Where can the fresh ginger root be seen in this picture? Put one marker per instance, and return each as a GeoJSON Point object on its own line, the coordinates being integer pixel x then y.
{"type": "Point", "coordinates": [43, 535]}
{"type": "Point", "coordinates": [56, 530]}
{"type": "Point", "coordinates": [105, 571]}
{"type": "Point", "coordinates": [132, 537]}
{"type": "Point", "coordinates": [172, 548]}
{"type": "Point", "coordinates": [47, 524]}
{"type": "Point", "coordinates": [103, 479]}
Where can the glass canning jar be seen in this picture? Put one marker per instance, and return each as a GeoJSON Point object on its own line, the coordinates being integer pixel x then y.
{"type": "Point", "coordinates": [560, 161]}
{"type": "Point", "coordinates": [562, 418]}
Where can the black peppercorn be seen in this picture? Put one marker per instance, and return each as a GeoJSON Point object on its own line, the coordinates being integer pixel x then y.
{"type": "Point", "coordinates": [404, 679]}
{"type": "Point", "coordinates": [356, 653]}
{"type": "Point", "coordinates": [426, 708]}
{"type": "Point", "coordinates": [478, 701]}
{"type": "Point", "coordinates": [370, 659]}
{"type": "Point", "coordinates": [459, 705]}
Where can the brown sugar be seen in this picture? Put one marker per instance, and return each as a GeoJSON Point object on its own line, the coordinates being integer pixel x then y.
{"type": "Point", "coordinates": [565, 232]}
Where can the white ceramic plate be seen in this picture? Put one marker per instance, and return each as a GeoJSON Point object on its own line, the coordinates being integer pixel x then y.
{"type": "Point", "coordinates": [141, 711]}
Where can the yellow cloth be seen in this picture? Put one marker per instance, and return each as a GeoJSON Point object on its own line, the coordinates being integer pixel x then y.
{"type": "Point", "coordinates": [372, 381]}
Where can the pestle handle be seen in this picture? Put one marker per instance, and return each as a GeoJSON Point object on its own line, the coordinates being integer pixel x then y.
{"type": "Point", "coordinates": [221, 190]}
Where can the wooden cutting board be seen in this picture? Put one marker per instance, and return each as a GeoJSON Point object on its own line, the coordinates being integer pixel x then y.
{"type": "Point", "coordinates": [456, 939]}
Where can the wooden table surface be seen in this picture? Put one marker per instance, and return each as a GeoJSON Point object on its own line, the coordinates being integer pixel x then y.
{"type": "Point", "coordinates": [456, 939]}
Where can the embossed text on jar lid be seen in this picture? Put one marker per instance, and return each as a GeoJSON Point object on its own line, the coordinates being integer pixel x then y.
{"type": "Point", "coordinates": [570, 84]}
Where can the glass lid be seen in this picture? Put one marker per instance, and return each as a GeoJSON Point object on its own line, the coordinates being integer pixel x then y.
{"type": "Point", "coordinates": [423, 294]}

==============================

**Directive:**
Convert all of the records above into a numbered list with one line per item, and leave out any blank lines.

**Worked answer:**
1. Where can the fresh ginger root be seen in this picture? Put one marker per instance, and return each as a GeoJSON Point object on its own line, the coordinates being integer pixel x then y.
2. {"type": "Point", "coordinates": [43, 535]}
3. {"type": "Point", "coordinates": [56, 530]}
4. {"type": "Point", "coordinates": [105, 571]}
5. {"type": "Point", "coordinates": [132, 537]}
6. {"type": "Point", "coordinates": [172, 548]}
7. {"type": "Point", "coordinates": [47, 524]}
8. {"type": "Point", "coordinates": [103, 479]}
9. Where can the glass canning jar be seen in this picture? Put one marker per instance, and return each as a GeoJSON Point object on its own line, the coordinates being integer pixel x then y.
10. {"type": "Point", "coordinates": [560, 161]}
11. {"type": "Point", "coordinates": [562, 418]}
12. Where can the black peppercorn be seen in this picture? Put one marker per instance, and return each as a GeoJSON Point object on its own line, the coordinates being integer pixel x then y.
13. {"type": "Point", "coordinates": [404, 679]}
14. {"type": "Point", "coordinates": [356, 653]}
15. {"type": "Point", "coordinates": [426, 708]}
16. {"type": "Point", "coordinates": [478, 701]}
17. {"type": "Point", "coordinates": [370, 659]}
18. {"type": "Point", "coordinates": [459, 705]}
19. Where can the brown sugar be seen in this picture? Put one marker per instance, and return each as a GeoJSON Point object on its own line, the coordinates being integer pixel x then y.
20. {"type": "Point", "coordinates": [565, 232]}
21. Where can the white ceramic plate be seen in this picture? Put one marker per instance, and return each as a GeoJSON Point object on its own line, the coordinates being integer pixel x then y.
22. {"type": "Point", "coordinates": [141, 711]}
23. Where can the yellow cloth be seen in this picture? Put one marker per instance, and return each as a GeoJSON Point object on its own line, the coordinates being integer pixel x then y.
24. {"type": "Point", "coordinates": [372, 381]}
25. Where can the pestle handle be seen in this picture? Put one marker per instance, and return each as a GeoJSON Point object on its own line, the coordinates being integer pixel x then y.
26. {"type": "Point", "coordinates": [221, 190]}
27. Where can the wooden cutting board be seen in this picture? Put one marker per instance, and return each as a GeoJSON Point object on its own line, the coordinates being integer pixel x then y.
28. {"type": "Point", "coordinates": [456, 939]}
29. Where can the wooden table surface be seen in this picture? Put one marker per instance, and return each as a GeoJSON Point object on its own line, the coordinates being integer pixel x then y.
30. {"type": "Point", "coordinates": [456, 939]}
31. Where can the embossed text on jar lid be seen in this picture? Put one marker per instance, and return each as a GeoJSON Point object on its own line, the coordinates being integer pixel x then y.
32. {"type": "Point", "coordinates": [570, 84]}
33. Where can the glass lid be seen in this picture? Put one marker per instance, and return each as a GeoJSON Point object on its own line, the coordinates being integer pixel x then y.
34. {"type": "Point", "coordinates": [423, 294]}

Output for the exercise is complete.